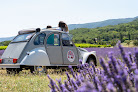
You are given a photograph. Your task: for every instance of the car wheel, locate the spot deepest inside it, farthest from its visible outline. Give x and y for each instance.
(38, 69)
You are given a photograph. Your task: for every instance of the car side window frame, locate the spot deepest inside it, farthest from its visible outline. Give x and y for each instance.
(69, 40)
(39, 39)
(53, 39)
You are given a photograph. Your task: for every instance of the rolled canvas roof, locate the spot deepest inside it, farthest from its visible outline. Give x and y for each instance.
(25, 31)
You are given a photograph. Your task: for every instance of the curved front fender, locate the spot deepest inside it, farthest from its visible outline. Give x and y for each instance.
(36, 57)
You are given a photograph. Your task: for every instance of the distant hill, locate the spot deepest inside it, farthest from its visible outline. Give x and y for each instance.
(102, 23)
(6, 39)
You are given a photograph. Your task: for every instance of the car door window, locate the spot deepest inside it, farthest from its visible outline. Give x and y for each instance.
(39, 40)
(53, 40)
(66, 40)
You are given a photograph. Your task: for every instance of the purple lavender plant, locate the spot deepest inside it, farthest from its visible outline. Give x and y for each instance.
(114, 75)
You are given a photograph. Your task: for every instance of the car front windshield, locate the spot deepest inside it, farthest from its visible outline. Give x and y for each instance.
(23, 37)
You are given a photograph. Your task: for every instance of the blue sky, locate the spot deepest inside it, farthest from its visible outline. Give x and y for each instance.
(16, 15)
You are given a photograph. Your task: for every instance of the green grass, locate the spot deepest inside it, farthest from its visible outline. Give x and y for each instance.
(3, 47)
(26, 82)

------

◆ What you need to do
Write out the listing above again, exactly, but with no pictures in the copy.

◆ Full answer
You are given a photograph. Your task: for every instance of the car wheel, locate the spot deepest inside it, farthest from its visible outline. Give x and y for each instance.
(38, 69)
You are given a photograph. Your task: for every instance of the car side window frame, locate the spot deepest inside it, farthest from its visible outline. Give x and y for each instance.
(69, 40)
(39, 39)
(53, 39)
You are given a photograph. Your task: for every instance of the rolled canvas roof, locate the spot deepest inside it, farthest from its visible outline. Give x and y for each instance.
(25, 31)
You are given a photograph. Your task: for every instance of the curved front fender, locate the spot deepest inside it, farthest from its visible outline. Give x and y for each instance.
(36, 57)
You are given a photograph. Your task: for every instance of the distant hill, locate the spot deepest inside it, farthest from its visible outline. Give x and y for each instance.
(102, 23)
(6, 39)
You are given a photograph. Your task: for every instance of the car door window, locate the spot deepest inside it, farthest from its visible outline. Give x and y for each instance.
(39, 40)
(53, 40)
(66, 40)
You are given a photograph. Your task: for every instance of the purple lavender plant, locate the spot deepest inside it, farthest from its visible outline. Give x and y for each instance.
(114, 75)
You are given a photograph. Your task: for every instance of the car front windshield, locate the spot deepest inside it, farthest from its visible outline. Give x and y for each instance.
(23, 37)
You are given a photograph. Your task: for every instance of the blue sky, locate the spot deepest inside it, farthest from its visible outline. Give x and y for each instance.
(16, 15)
You are given a photograph. Your task: for every instance of the green grass, locate the spot deepest inside it, farthest from its visible outline. Give x and y for each instance.
(3, 47)
(26, 82)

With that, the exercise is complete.